Segment Start: Document extract
Imagine going to your annual checkup and having your doctor proclaim that you have hypertension… without taking your blood pressure. The blood pressure is the “data” that your doctor needs to make sound diagnosis and treatment recommendations. In the same way, good data are needed to guide interventions to improve the quality of care patients receive from health facilities.
Medical residents at Justinian University Hospital (JUH) in Cap-Haitien, Haiti, are required to submit a research paper in order to graduate. We, along with the JUH leadership, hope this could be far more than an academic exercise for them; that it could have a positive impact for the hospital.
Last fall, Konbit Sante, in partnership with the Haiti Medical Education (HME) project, City University of New York (CUNY) staff, and JUH faculty, launched a 10-month pilot resident training program focusing on conducting research from A to Z—from forming a research question to evaluating the data collected and proposing solutions based on those data. The focus is on acquiring new skills that can help healthcare providers answer practical questions about the care they are providing in their daily work.
The course is led by Dr. Nancy Sohler, an epidemiologist and professor at CUNY; Dr. Adrien Demes, Konbit Sante’s director in Cap-Haitien; Dr. Geto Dube, executive director of JUH; and Konbit Sante Executive Director Dr. Nate Nickerson. In addition to the course faculty, volunteer content experts are paired with the research groups to help them better design and interpret the data they collect.
Segment End: Document extract
Segment Start: Data for analysis
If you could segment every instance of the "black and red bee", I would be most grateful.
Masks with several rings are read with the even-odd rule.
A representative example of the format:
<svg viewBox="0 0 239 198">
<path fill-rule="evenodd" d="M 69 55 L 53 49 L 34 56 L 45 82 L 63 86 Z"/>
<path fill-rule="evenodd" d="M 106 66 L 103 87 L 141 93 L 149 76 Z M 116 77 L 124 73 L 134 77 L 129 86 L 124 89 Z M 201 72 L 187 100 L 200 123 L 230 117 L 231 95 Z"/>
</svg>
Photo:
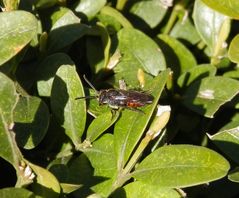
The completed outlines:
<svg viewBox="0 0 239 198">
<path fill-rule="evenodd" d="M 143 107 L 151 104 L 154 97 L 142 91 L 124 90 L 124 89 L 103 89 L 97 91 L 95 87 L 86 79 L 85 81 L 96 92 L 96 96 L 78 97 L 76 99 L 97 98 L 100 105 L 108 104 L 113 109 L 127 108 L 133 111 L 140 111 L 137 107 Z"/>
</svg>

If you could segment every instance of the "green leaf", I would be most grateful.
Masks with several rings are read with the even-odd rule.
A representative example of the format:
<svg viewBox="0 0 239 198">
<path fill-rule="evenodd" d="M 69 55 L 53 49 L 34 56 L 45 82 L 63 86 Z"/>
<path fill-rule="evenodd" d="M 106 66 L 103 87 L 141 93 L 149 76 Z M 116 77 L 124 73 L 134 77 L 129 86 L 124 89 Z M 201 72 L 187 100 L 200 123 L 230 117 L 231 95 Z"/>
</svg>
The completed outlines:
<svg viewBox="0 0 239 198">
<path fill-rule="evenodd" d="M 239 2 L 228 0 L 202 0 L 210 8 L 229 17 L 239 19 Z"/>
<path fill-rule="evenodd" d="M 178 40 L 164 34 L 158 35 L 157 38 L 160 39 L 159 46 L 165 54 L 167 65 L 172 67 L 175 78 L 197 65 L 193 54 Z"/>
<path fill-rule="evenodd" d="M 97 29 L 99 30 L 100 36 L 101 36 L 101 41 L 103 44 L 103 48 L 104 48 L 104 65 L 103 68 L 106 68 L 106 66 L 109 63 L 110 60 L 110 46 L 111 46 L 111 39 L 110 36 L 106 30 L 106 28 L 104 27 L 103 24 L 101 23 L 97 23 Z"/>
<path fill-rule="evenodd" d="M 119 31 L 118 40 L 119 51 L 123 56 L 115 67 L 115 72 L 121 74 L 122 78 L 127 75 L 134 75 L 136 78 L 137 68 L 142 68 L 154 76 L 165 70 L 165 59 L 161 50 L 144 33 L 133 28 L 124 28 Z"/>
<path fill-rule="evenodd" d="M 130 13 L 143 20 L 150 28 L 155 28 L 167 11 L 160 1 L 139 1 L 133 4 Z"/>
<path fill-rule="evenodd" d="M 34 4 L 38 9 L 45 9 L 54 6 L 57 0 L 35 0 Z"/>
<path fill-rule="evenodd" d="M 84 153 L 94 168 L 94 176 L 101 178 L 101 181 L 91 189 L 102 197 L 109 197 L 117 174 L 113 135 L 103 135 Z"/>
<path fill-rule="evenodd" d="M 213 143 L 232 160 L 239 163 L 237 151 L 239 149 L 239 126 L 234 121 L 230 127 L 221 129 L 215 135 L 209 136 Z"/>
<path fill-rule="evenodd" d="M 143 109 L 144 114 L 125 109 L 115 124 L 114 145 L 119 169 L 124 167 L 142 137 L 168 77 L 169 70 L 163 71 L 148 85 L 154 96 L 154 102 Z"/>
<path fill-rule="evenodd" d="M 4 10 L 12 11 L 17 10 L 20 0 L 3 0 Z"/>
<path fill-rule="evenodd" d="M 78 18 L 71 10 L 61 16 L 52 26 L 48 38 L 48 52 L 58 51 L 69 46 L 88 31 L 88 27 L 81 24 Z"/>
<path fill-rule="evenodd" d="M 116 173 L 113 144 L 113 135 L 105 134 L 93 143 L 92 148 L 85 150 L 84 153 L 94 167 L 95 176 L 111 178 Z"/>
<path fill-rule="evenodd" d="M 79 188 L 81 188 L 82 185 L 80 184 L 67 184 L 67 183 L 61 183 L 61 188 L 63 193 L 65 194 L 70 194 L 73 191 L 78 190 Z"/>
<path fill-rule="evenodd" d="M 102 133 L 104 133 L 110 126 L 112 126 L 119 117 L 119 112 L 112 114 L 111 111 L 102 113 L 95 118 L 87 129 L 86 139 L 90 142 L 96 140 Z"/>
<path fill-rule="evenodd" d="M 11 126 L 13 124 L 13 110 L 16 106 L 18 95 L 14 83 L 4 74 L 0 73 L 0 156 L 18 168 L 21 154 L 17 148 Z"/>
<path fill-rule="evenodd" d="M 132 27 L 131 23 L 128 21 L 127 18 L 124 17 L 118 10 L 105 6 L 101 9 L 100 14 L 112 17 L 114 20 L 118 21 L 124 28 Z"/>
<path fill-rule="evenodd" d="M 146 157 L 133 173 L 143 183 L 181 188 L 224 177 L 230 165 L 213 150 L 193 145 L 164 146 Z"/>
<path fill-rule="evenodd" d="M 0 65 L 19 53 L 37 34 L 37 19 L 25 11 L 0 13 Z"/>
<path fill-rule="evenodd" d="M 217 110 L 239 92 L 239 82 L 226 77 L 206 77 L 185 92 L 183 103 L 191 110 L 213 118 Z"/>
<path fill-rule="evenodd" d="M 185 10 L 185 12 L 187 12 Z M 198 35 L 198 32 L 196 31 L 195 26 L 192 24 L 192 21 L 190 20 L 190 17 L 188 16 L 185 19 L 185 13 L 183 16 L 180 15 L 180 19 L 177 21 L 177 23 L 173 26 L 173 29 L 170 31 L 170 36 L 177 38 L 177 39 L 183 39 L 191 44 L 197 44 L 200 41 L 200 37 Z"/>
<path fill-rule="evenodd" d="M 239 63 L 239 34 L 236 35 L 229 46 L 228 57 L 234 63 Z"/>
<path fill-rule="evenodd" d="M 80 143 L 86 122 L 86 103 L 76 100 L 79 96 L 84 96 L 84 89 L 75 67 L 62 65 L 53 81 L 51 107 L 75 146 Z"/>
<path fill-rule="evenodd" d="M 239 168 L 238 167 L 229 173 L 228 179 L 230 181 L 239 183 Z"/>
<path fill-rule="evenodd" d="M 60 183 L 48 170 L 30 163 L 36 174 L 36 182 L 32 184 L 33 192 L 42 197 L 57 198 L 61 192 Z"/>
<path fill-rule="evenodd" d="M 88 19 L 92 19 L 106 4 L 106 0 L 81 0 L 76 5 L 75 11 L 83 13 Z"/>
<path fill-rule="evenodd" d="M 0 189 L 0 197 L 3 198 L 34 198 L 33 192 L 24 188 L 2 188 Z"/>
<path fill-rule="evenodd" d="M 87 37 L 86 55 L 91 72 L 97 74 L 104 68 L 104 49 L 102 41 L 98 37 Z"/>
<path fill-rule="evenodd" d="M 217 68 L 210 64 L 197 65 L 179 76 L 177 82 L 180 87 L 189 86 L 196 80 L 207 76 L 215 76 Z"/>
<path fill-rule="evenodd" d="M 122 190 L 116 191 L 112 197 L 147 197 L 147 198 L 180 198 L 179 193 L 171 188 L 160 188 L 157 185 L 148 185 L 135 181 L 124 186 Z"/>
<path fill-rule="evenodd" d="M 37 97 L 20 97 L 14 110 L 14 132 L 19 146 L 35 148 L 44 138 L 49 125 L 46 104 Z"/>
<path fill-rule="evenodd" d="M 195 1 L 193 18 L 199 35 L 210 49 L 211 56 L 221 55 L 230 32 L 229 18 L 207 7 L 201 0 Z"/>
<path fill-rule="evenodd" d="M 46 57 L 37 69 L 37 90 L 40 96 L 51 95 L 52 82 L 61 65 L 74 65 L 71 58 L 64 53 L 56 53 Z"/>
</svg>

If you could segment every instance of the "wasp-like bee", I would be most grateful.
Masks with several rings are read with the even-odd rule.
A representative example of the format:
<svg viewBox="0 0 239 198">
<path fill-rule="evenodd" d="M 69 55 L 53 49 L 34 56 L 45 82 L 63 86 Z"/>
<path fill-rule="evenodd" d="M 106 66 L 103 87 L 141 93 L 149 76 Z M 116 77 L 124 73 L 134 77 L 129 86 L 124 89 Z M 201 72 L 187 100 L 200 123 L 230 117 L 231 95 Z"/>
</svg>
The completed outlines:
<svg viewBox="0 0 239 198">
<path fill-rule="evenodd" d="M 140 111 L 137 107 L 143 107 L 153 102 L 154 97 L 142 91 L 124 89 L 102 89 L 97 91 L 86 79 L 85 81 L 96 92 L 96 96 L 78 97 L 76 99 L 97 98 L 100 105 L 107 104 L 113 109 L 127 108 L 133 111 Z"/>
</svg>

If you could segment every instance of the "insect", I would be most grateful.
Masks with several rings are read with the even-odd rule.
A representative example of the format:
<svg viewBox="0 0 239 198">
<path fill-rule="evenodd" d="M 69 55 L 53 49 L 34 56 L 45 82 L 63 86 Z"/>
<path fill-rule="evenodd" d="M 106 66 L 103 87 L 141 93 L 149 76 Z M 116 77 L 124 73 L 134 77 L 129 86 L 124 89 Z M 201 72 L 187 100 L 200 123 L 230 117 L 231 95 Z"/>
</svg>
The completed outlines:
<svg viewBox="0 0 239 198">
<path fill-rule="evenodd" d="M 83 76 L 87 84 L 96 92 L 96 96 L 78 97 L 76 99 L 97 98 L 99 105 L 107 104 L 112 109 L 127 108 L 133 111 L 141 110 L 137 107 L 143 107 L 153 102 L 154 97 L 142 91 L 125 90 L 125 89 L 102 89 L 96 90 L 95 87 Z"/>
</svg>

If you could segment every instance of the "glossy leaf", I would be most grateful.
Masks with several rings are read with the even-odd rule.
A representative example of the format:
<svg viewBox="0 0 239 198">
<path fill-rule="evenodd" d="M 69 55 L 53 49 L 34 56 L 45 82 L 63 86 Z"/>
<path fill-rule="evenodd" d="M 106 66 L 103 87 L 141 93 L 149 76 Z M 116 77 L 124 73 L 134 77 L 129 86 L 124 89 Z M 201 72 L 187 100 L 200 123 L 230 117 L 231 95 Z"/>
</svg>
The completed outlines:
Segment End: Data for analysis
Segment Start: Data for analysis
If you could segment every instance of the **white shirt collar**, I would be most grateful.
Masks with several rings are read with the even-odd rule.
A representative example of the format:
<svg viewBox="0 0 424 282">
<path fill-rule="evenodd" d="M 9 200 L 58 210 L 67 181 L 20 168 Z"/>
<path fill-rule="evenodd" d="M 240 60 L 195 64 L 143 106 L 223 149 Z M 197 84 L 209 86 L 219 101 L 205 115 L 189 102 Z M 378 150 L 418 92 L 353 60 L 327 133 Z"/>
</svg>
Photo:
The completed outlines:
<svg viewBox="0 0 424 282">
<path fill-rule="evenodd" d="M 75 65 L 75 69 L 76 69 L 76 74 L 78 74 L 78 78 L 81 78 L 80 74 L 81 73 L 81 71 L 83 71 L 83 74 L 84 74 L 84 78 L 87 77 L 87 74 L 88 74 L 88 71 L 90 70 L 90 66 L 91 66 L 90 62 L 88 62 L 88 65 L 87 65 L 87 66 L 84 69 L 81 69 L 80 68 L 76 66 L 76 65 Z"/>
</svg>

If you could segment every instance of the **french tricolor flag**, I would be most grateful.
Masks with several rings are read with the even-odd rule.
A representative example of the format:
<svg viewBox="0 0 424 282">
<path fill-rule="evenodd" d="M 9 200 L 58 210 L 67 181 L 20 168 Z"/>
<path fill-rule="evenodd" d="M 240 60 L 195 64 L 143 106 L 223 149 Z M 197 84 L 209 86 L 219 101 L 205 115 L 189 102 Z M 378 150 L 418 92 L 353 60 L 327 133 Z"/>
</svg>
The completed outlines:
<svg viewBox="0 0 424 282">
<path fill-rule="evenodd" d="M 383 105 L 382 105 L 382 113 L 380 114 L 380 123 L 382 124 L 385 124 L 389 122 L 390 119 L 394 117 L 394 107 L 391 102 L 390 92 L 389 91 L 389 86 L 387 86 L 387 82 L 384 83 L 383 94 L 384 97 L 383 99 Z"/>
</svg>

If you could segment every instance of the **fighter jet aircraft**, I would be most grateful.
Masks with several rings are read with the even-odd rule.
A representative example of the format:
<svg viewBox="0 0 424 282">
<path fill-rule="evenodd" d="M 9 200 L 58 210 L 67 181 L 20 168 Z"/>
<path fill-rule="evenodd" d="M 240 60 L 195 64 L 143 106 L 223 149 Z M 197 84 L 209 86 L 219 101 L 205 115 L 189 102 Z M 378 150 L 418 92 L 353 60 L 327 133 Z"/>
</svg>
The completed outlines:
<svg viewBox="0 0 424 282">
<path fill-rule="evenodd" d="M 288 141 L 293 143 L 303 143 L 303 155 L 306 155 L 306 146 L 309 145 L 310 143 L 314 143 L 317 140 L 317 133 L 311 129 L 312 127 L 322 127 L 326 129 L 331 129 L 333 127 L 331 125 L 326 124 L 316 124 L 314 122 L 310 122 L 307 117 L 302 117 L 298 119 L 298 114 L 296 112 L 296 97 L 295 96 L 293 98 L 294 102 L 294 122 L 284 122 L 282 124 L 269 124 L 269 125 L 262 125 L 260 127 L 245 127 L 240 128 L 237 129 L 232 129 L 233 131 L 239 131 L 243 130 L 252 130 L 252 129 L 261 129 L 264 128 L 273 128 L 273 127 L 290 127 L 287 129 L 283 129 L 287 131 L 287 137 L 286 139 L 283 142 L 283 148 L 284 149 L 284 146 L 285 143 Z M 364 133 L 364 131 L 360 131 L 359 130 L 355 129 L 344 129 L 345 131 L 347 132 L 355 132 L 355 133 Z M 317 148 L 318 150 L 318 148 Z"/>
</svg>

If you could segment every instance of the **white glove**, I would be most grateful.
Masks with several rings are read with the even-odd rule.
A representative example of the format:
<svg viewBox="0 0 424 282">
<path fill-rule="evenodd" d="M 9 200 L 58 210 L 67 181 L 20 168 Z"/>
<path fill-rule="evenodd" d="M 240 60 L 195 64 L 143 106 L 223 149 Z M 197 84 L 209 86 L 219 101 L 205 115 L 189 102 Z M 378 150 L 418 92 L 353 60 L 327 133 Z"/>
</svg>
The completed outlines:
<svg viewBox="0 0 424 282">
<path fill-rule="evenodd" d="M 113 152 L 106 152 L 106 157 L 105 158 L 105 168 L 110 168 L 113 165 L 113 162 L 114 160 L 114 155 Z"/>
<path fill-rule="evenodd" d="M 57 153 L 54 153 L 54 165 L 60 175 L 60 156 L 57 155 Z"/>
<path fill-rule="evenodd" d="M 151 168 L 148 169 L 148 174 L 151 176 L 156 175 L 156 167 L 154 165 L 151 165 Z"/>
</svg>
Segment End: Data for analysis
**Task set:**
[1] Answer these questions about the resident research training article, based on the text:
(a) In what city is Justinian University Hospital located?
(b) How long is the pilot resident training program?
(c) Who is Konbit Sante's director in Cap-Haitien?
[2] Rewrite the part of the resident research training article starting at "Imagine going to" and ending at "from health facilities.", substituting "heart rate" for "blood pressure".
[3] Extend the article on the resident research training program at Justinian University Hospital, picking up after its final sentence.

**Expected outputs:**
[1]
(a) Cap-Haitien, Haiti
(b) 10 months
(c) Dr. Adrien Demes

[2]
Imagine going to your annual checkup and having your doctor proclaim that you have hypertension… without taking your heart rate. The heart rate is the “data” that your doctor needs to make sound diagnosis and treatment recommendations. In the same way, good data are needed to guide interventions to improve the quality of care patients receive from health facilities.

[3]
We are four months into the course, and there are 40 active learners working in groups on 12 projects. Formal classes are held once a month at JUH, and there are many opportunities for group and individual mentoring sessions in between.
The hope is that the research program for JUH residents will not only make them more skilled health providers and leaders but that the research collected will provide insight into issues of care at JUH and identify practical solutions to address those issues. What’s more, the residents will have the skills necessary to conduct sound research in the future, further benefiting the hospital and the communities that they serve.
It’s another example of how, by walking together in this “konbit,” we are able to enact change—not only for now but for the future.